EXERCICE. Rédigez la suite de l'homélie sur le bon pasteur à partir de sa dernière phrase.

4e dimanche de Pâques, homélie du frère Sylvain DETOC, OP

Le pasteur, la brebis et la porte

Autrefois, c’était la récompense des bons élèves : l’instituteur, ou « la maîtresse », leur donnait des images. Les pharisiens, semble-t-il, ne sont pas de bons élèves, mais Jésus leur donne quand même une image, et elle leur est familière : l’image du pasteur. En réalité, grâce à leur cécité, nous sommes très gâtés. Car dans la liturgie du « Bon pasteur », ce sont trois images qui nous sont données : le pasteur, la brebis et la porte.

La première de ces images est bien connue du peuple juif. On la croise souvent dans les prophètes et les psaumes (celui qu’on vient de chanter – « le Seigneur est mon berger » – nous le rappelle de façon emblématique !). Dieu est le berger de son peuple. Le peuple hébreu se compare lui-même à un troupeau ; il a besoin que Dieu s’occupe personnellement de lui ; il a besoin que Dieu le guide, le conduise, lui ouvre la route, comme il l’a fait par exemple au désert avec la colonne de nuée.

Ce costume imagé du pasteur, Jésus le porte à la perfection : il lui va comme un gant ! Jésus est par excellence le bon berger, celui qui donne sa vie pour ses brebis – pour toutes ses brebis, et plus encore pour sa brebis perdue. Il est le Seigneur venu dans notre chair pour nous conduire dans la maison du Père.

Pierre a repris cette image dans la lettre qui lui est attribuée (2e lecture) : Jésus est le berger de nos âmes. Il nous connaît intimement, et il nous fait la grâce de le connaître intimement.

Cette image, enfin, colle bien à l’œuvre que l’Esprit du Ressuscité a inaugurée à la Pentecôte et dont le même Pierre, dans les Actes des Apôtres (1ère lecture), est l’un des instruments de choix. L’Église naissante est un troupeau, elle aussi, et un troupeau nombreux, auquel s’« agrègent » toutes les nations. Par le baptême, en effet, l’Esprit Saint « agrège » – grex, gregis, c’est « le troupeau » en latin – les hommes entre eux pour qu’ils ne forment plus qu’un seul peuple. C’est cela, l’Église.

DONNÉES FOURNIES.
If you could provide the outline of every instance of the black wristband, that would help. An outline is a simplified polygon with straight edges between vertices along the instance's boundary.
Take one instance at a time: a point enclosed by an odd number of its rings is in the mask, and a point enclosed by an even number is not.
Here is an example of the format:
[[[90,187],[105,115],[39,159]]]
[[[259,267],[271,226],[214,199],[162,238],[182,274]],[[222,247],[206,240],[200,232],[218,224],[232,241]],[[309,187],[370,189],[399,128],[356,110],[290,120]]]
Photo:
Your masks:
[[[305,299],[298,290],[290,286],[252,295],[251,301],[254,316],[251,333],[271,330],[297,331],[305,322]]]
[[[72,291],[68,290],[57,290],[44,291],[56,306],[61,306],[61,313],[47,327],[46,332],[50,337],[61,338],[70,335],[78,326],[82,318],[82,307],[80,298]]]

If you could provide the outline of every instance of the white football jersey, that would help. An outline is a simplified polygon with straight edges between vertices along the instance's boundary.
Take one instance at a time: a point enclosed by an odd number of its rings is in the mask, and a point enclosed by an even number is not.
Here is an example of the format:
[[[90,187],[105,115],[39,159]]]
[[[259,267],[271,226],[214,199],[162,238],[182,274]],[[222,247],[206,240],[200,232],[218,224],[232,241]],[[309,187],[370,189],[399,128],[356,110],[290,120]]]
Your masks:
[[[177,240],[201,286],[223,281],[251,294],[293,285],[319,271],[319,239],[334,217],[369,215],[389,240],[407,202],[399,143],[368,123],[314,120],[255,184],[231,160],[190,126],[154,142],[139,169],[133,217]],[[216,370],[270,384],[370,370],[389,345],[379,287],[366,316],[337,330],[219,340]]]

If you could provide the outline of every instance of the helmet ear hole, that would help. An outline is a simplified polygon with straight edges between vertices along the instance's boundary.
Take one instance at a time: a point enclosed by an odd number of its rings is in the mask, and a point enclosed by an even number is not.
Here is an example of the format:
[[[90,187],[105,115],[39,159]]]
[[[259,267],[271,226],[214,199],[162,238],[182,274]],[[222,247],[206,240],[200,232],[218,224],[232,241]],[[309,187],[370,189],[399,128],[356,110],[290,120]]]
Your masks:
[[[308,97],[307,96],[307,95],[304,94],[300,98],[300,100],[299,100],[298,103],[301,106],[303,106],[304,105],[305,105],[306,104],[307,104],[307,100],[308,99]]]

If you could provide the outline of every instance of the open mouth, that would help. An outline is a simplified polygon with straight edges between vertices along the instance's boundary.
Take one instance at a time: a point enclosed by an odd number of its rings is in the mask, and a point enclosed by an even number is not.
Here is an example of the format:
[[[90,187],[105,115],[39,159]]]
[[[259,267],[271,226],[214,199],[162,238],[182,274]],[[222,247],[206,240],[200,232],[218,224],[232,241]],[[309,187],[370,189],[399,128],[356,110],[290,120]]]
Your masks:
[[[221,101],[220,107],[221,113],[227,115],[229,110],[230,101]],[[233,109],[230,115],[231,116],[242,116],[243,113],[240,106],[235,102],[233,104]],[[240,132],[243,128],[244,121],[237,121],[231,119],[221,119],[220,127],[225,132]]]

LA RÉPONSE.
La deuxième image, c’est celle de la brebis elle-même ou de l’agneau lui-même.

Jésus est le berger, soit ; il est également la brebis, il est l’agneau. Cette image, elle aussi, vient des prophètes (Isaïe et Jérémie), et elle a ceci d’intéressant qu’elle va plus loin que la première. Pierre (2e lecture, toujours) fait plusieurs fois écho au célèbre « chant du Serviteur souffrant » d’Isaïe (Is 53, 5-6.9.12) dans lequel affleure cette deuxième image : le mystérieux Serviteur de Dieu sera comme une « brebis muette » (Is 53, 7), un « agneau confiant conduit à l’abattoir » (Jr 11, 19).

Les prophètes, donc, n’annonçaient pas seulement la venue d’un bon pasteur, fût-il très affectueux. Ce pasteur aimerait tellement ses brebis qu’il irait jusqu’à se faire lui-même brebis, lui-même agneau. Agneau immolé, agneau pascal, « agneau de Dieu qui enlève le péché du monde ». Agneau qui nous précède dans la mort et qui nous appelle à le suivre dans sa Pâque glorieuse (Ap 14, 4).

Et si le pasteur se fait brebis, c’est au cas où la brebis perdue, égarée dans la nuit de la mort et du péché, serait effrayée par l’arrivée d’un berger peut-être furieux de l’avoir perdue et prêt à défouler sur elle sa colère en la ramenant au bercail. Non, pour se faire proche de la brebis perdue, Dieu n’a pas voulu la surplomber, ni surplomber le troupeau. Il ne se contente pas de conduire les brebis ; il se fait l’une d’elles, il vient prendre sa part de la vie du troupeau. Jésus n’est pas seulement un chef ; il est l’un des nôtres.

Cette deuxième image, plus encore que la première, dit la bonté inouïe dont Dieu a fait preuve à notre égard en envoyant son Fils dans notre condition blessée. Il est venu chercher ce qui était perdu, et il l’a fait en se faisant cela même qui était perdu.

Jésus aurait pu s’arrêter là. Mais ici, il donne aux pharisiens une troisième image : « Je suis la porte ». Et cette image-là, cette porte, donne davantage encore à penser. Quiconque veut avoir Dieu pour pasteur (c’était la première image), quiconque veut être rejoint par Dieu dans sa condition de brebis (deuxième image), doit encore passer par Jésus (troisième image). Il n’y a pas d’autre porte. Pas d’autre passage. Pas d’autre voie que celle que Jésus a ouverte dans sa chair sur la croix.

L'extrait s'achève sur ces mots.